▶ Work instructions: Please print the stretch of the article on state AI enforcement from "Most companies building" through "FTC Section 5.", word for word.

Most companies building AI products are watching Washington and waiting for the rulebook. A 2026 analysis from the law firm Morgan Lewis suggests that is the wrong place to look: state attorneys general are already moving, and they are doing it with laws that have been on the books for decades.
Old laws, new targets
Federal policy may eventually set a national AI standard, and much compliance planning assumes it will. But state AGs are not waiting for AI-specific statutes. Per the Morgan Lewis analysis, they are pursuing cases on algorithmic bias, fair lending, and chatbots targeting minors using existing consumer protection frameworks, many modeled on FTC Section 5.
An unfair or deceptive practice claim is all an AG needs to sue an AI company, and existing statutes already cover that.
What is happening in 2026
The analysis describes two tracks moving at once:
- New state statutes are taking effect. The Colorado AI Act is now effective, mandating impact assessments and transparency requirements for automated decision-making systems.
- Enforcement under existing law is picking up. State AGs are reportedly bringing cases on bias, fair lending, and chatbots aimed at minors, without waiting for AI-specific legislation to pass.
Comprehensive federal legislation, meanwhile, remains stalled. The result is a patchwork of different rules, thresholds, and enforcement postures, state by state.
One caveat worth stating plainly: the analysis is forward-looking and does not name specific defendants or finalized settlements. The direction of travel is clear in the source; the case-by-case record is not.
Why betting on federal preemption is risky
Companies that built their compliance posture on the assumption of a permissive federal regime face exposure on two fronts:
- Immediate burden. State-level requirements like Colorado's impact assessments apply now, before any future federal preemption fight resolves.

▶ Data under study:
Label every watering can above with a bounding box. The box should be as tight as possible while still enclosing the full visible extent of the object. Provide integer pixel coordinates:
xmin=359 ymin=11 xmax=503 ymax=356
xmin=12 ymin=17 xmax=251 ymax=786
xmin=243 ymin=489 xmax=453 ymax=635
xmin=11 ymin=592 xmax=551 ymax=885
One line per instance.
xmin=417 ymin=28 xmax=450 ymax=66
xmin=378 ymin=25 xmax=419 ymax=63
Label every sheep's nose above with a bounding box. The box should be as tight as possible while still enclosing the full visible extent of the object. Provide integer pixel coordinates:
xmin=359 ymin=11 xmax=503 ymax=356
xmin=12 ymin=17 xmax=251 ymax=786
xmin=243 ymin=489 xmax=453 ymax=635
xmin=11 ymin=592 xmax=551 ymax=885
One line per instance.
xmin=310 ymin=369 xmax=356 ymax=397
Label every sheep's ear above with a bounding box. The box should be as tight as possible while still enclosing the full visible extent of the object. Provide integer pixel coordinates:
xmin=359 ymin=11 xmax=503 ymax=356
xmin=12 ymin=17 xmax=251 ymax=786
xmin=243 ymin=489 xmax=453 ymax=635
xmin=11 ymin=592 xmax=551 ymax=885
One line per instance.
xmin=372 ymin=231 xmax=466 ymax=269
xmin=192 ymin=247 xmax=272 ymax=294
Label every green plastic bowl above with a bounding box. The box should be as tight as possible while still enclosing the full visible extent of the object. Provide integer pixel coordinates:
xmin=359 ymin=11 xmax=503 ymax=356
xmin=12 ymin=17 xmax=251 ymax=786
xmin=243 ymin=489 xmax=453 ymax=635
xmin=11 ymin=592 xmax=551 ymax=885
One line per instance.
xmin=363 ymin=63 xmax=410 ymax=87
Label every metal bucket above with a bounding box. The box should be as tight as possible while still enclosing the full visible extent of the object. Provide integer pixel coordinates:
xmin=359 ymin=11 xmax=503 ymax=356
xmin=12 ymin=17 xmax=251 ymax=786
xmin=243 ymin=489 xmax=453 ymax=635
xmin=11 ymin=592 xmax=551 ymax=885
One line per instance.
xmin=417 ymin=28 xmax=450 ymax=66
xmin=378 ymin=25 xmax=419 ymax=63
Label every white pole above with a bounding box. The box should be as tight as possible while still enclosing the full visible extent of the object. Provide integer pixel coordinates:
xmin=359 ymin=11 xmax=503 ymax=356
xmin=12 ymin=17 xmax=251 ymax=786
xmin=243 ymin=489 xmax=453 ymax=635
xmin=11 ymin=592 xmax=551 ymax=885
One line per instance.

▶ Output below:
Most companies building AI products are watching Washington and waiting for the rulebook. A 2026 analysis from the law firm Morgan Lewis suggests that is the wrong place to look: state attorneys general are already moving, and they are doing it with laws that have been on the books for decades.
Old laws, new targets
Federal policy may eventually set a national AI standard, and much compliance planning assumes it will. But state AGs are not waiting for AI-specific statutes. Per the Morgan Lewis analysis, they are pursuing cases on algorithmic bias, fair lending, and chatbots targeting minors using existing consumer protection frameworks, many modeled on FTC Section 5.